== Given entries ==

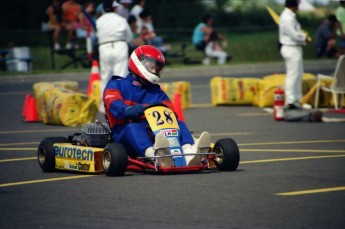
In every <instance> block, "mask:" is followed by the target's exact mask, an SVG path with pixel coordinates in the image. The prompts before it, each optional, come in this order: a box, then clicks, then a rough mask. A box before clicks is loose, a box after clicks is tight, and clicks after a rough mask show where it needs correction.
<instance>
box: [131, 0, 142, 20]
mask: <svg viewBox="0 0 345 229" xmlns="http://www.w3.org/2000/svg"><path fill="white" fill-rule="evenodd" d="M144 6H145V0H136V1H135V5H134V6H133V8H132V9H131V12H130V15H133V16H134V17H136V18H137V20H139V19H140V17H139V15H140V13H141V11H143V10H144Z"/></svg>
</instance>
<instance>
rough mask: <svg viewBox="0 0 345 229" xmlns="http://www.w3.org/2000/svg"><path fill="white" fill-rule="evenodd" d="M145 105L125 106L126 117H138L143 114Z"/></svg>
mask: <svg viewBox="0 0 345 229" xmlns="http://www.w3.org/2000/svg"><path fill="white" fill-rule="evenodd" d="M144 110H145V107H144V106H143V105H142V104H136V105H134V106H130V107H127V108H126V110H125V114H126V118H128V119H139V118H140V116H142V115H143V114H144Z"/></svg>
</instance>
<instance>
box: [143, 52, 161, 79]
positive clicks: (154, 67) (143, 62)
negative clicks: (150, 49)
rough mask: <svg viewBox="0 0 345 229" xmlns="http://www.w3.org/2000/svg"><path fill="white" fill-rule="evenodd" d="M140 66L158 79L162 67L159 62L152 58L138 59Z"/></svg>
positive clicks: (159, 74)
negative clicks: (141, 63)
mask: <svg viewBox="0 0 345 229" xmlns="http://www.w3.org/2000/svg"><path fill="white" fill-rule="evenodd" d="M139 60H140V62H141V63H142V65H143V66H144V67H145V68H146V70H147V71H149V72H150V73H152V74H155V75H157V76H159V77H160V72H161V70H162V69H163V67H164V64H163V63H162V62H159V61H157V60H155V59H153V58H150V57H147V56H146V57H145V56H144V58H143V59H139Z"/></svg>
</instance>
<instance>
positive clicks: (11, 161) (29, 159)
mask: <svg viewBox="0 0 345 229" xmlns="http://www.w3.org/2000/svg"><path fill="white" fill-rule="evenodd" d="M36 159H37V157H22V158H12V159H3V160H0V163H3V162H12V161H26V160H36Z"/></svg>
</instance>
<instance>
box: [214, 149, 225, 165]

===
== Given entries ==

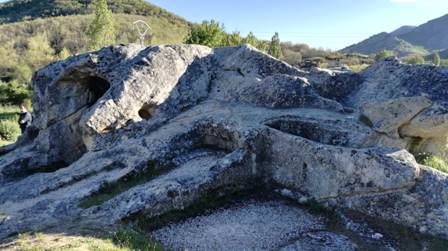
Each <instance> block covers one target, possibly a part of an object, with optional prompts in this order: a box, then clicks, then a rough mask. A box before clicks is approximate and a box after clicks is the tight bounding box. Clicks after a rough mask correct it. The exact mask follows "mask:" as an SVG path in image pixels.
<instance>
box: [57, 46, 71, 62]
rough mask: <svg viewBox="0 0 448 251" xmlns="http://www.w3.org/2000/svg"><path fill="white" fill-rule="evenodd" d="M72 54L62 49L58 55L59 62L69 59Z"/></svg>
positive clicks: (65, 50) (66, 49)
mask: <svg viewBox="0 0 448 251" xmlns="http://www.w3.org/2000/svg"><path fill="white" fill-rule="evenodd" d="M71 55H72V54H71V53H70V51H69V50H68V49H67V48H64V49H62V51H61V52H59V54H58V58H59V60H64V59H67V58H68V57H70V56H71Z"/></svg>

===

■ Work instructions
Identify each line in the items above that contains the word "positive", and copy those lines.

■ Response to the task
positive clicks: (154, 67) (143, 62)
positive clicks: (159, 74)
positive clicks: (11, 161) (29, 159)
positive clicks: (65, 50) (66, 49)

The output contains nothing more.